◆ GIVEN TASK: Can you copy the data below word for word, from the first line to the last?

◆ DATASET EXCERPTS:
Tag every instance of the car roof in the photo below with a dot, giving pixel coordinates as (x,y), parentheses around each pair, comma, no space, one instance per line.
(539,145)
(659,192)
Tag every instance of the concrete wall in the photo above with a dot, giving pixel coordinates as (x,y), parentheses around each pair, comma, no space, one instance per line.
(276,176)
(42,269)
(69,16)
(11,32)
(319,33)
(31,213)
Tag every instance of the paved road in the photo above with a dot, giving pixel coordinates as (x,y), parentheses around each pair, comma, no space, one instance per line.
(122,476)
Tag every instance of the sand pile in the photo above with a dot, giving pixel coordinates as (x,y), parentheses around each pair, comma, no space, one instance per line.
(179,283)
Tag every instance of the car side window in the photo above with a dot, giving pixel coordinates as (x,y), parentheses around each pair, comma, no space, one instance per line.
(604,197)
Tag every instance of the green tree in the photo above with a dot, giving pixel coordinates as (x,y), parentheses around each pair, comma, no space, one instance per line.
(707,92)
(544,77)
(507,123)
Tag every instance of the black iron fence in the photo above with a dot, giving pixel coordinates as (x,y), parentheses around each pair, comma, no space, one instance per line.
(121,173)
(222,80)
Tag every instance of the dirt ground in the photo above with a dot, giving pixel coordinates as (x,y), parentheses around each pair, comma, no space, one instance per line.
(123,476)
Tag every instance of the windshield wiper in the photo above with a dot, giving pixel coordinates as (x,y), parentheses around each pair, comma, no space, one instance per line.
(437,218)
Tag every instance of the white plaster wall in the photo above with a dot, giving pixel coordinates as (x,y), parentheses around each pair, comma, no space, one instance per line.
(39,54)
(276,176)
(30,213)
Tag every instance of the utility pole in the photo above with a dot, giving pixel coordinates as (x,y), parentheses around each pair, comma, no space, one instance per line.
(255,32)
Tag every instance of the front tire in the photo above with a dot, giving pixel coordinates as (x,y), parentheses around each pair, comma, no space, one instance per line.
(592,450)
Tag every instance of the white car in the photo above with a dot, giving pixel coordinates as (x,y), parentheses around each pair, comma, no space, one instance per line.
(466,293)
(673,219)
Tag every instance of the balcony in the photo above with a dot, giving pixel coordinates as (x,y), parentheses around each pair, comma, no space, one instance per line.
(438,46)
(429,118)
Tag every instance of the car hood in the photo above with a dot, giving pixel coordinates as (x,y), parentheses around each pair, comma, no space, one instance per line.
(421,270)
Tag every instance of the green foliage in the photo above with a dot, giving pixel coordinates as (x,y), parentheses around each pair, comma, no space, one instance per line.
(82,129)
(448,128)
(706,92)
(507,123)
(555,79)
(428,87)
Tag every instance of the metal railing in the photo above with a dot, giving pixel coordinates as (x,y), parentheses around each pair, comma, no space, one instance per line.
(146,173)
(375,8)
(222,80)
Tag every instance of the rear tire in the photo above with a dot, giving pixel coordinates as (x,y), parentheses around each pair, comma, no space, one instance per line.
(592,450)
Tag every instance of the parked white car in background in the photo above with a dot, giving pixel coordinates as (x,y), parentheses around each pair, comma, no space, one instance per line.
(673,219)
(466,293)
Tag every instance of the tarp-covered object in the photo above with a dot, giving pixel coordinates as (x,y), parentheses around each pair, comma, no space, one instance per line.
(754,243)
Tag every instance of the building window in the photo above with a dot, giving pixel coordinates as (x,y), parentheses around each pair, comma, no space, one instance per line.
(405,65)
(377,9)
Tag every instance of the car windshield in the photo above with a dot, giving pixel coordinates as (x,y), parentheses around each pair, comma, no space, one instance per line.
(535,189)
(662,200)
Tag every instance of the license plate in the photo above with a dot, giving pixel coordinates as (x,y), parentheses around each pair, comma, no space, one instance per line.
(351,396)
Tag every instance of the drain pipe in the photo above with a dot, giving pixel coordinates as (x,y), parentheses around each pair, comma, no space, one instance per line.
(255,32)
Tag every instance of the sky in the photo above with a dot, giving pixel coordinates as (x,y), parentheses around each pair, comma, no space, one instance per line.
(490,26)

◆ COMPLETE OUTPUT:
Tag every instance of the car roof in the photo below with a dot, giving pixel coordinates as (x,y), parentheses around each pair, comma, no space, one instance per line.
(539,145)
(659,192)
Tag every instance of the concrete wall in the photo above with a dot, giving pixel coordinates as (x,y), parentheses around each pair, comma, no space, one instance per line.
(276,176)
(42,269)
(69,16)
(11,32)
(319,33)
(31,213)
Tag every instance of the paved road in the photo above with a dot, giving pixel coordinates as (x,y), parentheses around each pair, comma, no space, one instance per line.
(122,476)
Tag every instance of the sand pile in the photo above with a dot, giving pixel coordinates as (x,y), parentheses around each pair, comma, no space, one instance per line.
(179,283)
Tag every instance of the car side window in the photo above with a dot, giving pixel coordinates as (x,y), parentheses around each pair, comma, no space, one instance per line.
(604,197)
Tag every instance of the green tree in the photo above with a dot, giving pixel coordinates as (x,y), parentheses around each pair, comma, no space, one instance per line.
(707,92)
(544,77)
(507,123)
Tag every instance of the black iron fence in the photo above with a dot, giving pixel coordinates as (x,y), parentheses around each pair, comma, no space, one instance per line.
(121,173)
(222,80)
Tag every instance of the dirt ground in the photo above with a dot, giving pixel coordinates as (x,y), parentheses around each pair, comma, no space, one instance per line.
(123,476)
Tag every instance of the windshield wiper in the photo above with a dot, giving pixel coordinates as (x,y), parentheses around each pair, comma, no space, one instance per line.
(437,218)
Tag every instance of the white plaster wall in the photo above with a dot, giving pixel coordinates as (x,y), parentheses around each pair, comma, no space, one instance per line.
(39,54)
(276,176)
(30,213)
Tag every instance of the utility pole in the photo above with a dot, giving pixel coordinates as (x,y), parentheses around each pair, comma, no space, one instance per line.
(255,32)
Tag every instance of the front tire in the photo above with a dot, giving pixel coordinates as (x,y), parentheses around each pair, comma, no space, one instance per line.
(592,450)
Tag every instance of the white car in the photo above with a dot, giving pixel coordinates as (x,y), parentheses around each pair, comma, no space, one instance per line.
(466,293)
(673,219)
Tag every instance of the balcony in the photo above with a dot, giving pixel coordinates as (x,y), parentheses around each pair, comma, no space, one instance per line.
(438,46)
(429,118)
Tag every instance of the car hood in the photo above with a dot, giving pixel coordinates as (x,y), parentheses around each pair, comma, no space, one instance per line.
(421,270)
Tag every instance of the green foliage in the photo above with a dot, giving pixel coordinates as (x,y), parentheses around each pair, comma, no space, one instance per line.
(82,129)
(448,128)
(706,92)
(507,123)
(555,79)
(428,87)
Tag every instance of the metal railing in the photo above with a dot, giving pixel coordinates as (x,y), parentheses around each pair, comma, no space, one instance per line.
(146,173)
(375,8)
(222,80)
Tag every instance of the rear tire in the photo above with a dot, giving pixel coordinates as (x,y), parentheses around each pair, comma, no space, one instance per line.
(592,450)
Tag every instance of the parked white car in background in the photo above with a dot, giving pixel coordinates as (x,y), parentheses around each pair, comma, no space, one instance per line.
(673,219)
(466,293)
Tag every instance of the tarp-covered object in the photo above with a dot, giving pixel coordinates as (x,y), parentheses around each pair, comma, no space, one instance per line.
(754,243)
Tag every instance of the building window in the photo above with a dot, giving pixel coordinates as (x,y), parentheses around each pair, comma, no space, one instance per line.
(405,65)
(377,9)
Tag every instance of the car windshield in the photo above with a dot, giving pixel coordinates as (x,y), parentheses around each pair, comma, no space, one instance per line.
(535,189)
(662,200)
Tag every instance of the license plate in the photo above with a dot, giving pixel coordinates as (x,y), parentheses around each pair, comma, no space, one instance per line.
(351,396)
Tag every instance of the drain pipe in the photo above with a dot, giving pixel coordinates as (x,y), parentheses around each pair, comma, no space, one instance per line.
(255,32)
Tag every instance of the sky in the photo above with a dot, giving pixel coordinates as (x,y), parentheses around each pair, comma, no space, one instance per line.
(490,26)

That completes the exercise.